◆ Written exercise 1: According to the mailing-list message about Semantic and tree-sitter, what big reason does Eric Ludlam give for no longer pushing on CEDET?
◆ Written exercise 2: Write the next part of the mailing-list message about Semantic and tree-sitter, picking up after its final sentence.
==== Quoted text
From: Lynn Winebarger
Subject: Re: Why tree-sitter instead of Semantic? (was Re: CC Mode with font-lock-maximum-decoration 2)
Date: Tue, 16 Aug 2022 06:42:23 -0400

On Sun, Aug 14, 2022 at 3:24 PM Eric Ludlam <ericludlam@gmail.com> wrote:
>
> On 8/9/22 10:14 PM, Po Lu wrote:
> > Lynn Winebarger <owinebar@gmail.com> writes:
> >
> >> I'm curious, though, as to why Semantic/CEDET seems to have been
> >> superceded by external solutions like tree-sitter or LSP-based
> >> (non-emacs) servers.  One of the draws of Emacs for me is the
> >> "batteries included" nature of it having Emacs Lisp built in.  Is
> >> there a downside to using Semantic as the basis for improving my
> >> derived mode that's non-obvious?
> >
> > I think Semantic lost intertia after the original author lost interest
> > in it (or left for unrelated reasons, I don't remember which.)
>
> I eventually stopped pushing on CEDET for a few reasons - but a big one
> was that I don't code professionally anymore, and trying to wrestle the
> legal paperwork from my company and merges between repositories
> necessitated by those restrictions was just too troublesome.

Unfortunately, I feel your pain.

> I was also frequently surprised by how hard it was to get CEDET to 'just
> work' well enough for everyone to use it as intended, and how often
> people just jumped over to simpler one-off external tools because the
> full suite way CEDET works was too heavy a lift.  That in turn resulted
> in not a lot of contributors to help support/improve those workflows.
> Tools like LSP also became good enough where there was no way I could
> keep up.  I had hoped to pull data from external tools like lsp into the
> framework CEDET used, but again the simpler one-off tools were too
> appealing to that audience.
========
==== Supplied material
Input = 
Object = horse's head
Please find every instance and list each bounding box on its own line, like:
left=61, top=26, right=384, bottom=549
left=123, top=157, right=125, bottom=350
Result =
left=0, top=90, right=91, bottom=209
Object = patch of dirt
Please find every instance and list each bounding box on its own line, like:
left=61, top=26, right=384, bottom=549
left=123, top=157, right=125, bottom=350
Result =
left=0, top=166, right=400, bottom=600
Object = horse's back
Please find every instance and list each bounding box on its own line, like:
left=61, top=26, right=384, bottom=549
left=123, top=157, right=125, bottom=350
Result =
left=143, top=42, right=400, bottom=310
========
==== Supplied material
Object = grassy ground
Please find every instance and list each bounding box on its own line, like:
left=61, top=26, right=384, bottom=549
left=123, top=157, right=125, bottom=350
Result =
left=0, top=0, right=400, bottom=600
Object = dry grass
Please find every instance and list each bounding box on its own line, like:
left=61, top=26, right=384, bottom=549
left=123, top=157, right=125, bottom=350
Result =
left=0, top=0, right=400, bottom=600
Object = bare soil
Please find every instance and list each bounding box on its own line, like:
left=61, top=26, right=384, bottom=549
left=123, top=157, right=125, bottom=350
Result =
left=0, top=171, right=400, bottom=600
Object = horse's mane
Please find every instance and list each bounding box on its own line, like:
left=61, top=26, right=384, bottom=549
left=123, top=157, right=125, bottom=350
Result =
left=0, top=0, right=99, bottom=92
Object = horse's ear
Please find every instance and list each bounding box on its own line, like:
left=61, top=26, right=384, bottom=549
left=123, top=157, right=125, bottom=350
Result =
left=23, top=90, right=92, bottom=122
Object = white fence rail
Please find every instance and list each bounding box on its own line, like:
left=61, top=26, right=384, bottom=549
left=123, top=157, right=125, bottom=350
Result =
========
==== Supplied material
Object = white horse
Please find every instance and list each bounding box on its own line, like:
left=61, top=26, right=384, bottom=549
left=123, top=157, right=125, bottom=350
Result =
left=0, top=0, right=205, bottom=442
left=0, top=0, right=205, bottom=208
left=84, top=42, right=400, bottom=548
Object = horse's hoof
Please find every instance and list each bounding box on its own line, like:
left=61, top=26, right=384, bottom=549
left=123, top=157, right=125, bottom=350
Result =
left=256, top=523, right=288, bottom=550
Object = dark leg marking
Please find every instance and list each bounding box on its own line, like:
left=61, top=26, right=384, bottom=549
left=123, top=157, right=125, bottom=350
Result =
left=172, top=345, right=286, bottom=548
========
◆ Written answer 1: He no longer codes professionally, and getting the legal paperwork from his company and handling the repository merges those restrictions required was too troublesome.

◆ Written answer 2:
>
> Overall, I think that is fine though - having many projects
> experimenting with different techniques, and having the best solution
> win is the benefit of free software.  Developing CEDET back when it was
> the only game it town was a good time with many good people helping, and
> I am glad to have been a part of that, and I'm glad CEDET is still
> useful in many cases.

I think there should be a substantive place for such a framework in Emacs, regardless of external tools that can be used to provide some of the analysis.  Even if a mode doesn't use the parser generated by a grammar, the grammar can also provide a description of the syntactic structure that can be used in separating fontification from syntactic analysis.  If I understand it correctly, Semantic provides support for that generic approach and tying the classification to the text through overlays  It should be straightforward for a major mode to create a set of faces that can be applied generically by font-lock based on those overlays instead of via regular expressions on the underlying text.
I've skimmed lsp-mode, but I can't tell how it attaches the analysis from the server to the text.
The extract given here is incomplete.